The task: Write out the part of the data below that opens with the line containing "above contains finger." and closes with the line containing "263, 53, 277, 95", copying each line exactly and including both end lines.

[Detection annotation data]
• • • • •
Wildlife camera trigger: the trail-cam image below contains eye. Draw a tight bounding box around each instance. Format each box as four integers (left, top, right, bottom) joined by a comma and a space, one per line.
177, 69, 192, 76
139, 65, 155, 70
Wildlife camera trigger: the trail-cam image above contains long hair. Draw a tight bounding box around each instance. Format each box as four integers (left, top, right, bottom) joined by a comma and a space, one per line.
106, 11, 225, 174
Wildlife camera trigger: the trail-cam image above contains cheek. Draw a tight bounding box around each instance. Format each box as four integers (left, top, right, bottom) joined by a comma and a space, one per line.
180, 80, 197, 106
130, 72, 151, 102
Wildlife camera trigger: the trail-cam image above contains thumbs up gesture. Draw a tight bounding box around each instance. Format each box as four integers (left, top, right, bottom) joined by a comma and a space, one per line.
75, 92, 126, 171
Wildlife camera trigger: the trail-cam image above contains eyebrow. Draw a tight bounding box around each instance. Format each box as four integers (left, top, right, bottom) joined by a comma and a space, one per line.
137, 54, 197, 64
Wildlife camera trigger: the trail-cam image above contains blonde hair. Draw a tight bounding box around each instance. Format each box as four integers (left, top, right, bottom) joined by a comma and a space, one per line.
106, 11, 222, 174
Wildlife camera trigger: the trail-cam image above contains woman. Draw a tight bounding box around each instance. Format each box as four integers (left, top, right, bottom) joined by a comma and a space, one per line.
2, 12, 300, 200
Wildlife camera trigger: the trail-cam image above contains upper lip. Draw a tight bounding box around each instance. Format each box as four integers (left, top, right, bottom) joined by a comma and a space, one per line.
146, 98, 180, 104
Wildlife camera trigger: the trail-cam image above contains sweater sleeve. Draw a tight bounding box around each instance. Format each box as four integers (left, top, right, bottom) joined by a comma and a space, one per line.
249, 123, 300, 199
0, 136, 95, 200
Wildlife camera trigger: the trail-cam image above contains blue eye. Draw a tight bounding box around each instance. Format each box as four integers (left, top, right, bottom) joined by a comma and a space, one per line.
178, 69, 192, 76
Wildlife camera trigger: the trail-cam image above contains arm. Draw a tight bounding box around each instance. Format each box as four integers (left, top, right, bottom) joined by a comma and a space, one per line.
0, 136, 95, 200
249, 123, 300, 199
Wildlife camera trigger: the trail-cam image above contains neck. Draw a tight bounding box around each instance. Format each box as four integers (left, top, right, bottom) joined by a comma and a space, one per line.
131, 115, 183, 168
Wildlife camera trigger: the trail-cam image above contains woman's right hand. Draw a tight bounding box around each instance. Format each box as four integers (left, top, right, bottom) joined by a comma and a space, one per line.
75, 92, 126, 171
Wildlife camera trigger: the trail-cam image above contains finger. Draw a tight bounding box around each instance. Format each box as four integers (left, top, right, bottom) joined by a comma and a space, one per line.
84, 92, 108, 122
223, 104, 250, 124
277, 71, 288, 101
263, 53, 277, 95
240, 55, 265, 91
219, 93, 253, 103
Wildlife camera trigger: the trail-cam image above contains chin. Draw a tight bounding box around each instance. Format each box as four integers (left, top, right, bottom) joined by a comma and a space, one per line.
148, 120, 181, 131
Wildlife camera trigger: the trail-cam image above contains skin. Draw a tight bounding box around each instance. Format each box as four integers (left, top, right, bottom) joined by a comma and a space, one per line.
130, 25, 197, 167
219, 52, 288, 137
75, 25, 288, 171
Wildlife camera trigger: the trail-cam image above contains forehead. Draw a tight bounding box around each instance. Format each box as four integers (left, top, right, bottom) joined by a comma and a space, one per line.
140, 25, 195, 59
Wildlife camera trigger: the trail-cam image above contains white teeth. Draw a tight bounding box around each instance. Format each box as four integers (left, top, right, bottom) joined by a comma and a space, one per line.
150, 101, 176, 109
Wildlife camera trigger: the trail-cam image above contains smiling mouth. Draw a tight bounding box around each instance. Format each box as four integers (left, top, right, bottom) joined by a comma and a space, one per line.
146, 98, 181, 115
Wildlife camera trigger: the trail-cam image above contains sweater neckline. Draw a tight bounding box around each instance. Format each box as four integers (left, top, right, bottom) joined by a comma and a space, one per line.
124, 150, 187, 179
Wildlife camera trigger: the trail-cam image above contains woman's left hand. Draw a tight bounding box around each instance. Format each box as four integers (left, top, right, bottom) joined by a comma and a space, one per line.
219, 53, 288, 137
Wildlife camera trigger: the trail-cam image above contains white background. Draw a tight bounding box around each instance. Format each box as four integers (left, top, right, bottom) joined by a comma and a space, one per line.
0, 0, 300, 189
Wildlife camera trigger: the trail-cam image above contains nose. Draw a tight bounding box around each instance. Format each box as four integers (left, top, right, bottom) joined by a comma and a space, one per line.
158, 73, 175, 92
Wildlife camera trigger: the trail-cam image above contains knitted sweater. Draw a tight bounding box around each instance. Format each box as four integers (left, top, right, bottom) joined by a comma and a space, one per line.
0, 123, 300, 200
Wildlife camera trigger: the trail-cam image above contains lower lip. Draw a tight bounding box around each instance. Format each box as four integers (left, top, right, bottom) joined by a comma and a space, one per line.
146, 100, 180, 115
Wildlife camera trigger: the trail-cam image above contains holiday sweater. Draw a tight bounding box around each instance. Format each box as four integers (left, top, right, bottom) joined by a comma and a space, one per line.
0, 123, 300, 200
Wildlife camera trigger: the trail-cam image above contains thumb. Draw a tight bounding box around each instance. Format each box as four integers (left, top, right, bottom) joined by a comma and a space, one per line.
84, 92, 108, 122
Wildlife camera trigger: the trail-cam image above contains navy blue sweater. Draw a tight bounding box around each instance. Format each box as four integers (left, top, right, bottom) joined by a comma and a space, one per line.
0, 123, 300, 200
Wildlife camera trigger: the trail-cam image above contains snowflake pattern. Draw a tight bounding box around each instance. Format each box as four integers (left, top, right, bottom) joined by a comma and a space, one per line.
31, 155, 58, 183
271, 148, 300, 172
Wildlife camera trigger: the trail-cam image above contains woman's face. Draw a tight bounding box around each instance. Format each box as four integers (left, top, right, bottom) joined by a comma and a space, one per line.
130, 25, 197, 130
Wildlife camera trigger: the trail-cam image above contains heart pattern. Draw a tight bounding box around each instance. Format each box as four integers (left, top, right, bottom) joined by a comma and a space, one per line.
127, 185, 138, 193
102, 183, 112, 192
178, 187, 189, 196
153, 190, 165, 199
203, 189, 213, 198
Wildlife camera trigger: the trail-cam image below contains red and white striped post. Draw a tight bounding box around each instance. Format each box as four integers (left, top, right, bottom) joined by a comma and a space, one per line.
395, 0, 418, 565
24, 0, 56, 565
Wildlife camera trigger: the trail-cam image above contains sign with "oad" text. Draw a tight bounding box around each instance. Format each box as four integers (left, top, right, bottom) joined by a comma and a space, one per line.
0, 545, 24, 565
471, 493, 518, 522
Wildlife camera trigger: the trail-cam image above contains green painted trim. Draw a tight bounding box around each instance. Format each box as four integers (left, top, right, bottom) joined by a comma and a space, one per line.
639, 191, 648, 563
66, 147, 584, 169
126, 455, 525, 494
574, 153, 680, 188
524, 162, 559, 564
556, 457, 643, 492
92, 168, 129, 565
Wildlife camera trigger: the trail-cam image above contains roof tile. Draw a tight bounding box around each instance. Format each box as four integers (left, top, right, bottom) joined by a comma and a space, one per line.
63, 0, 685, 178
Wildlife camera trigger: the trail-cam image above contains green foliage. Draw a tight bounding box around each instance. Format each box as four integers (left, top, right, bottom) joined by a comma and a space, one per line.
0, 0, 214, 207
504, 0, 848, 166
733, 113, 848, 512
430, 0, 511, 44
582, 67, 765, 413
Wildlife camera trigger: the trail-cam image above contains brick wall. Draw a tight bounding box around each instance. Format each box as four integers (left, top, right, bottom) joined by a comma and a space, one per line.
• • • • •
Written response:
Wildlife camera trigger: the trail-cam image above contains finger. Draw a tight bounding box around each instance. Format each box as four integers (left, top, right, bottom) joined by a comma and a space, one per line.
84, 92, 108, 122
223, 104, 250, 124
277, 71, 288, 101
263, 53, 277, 95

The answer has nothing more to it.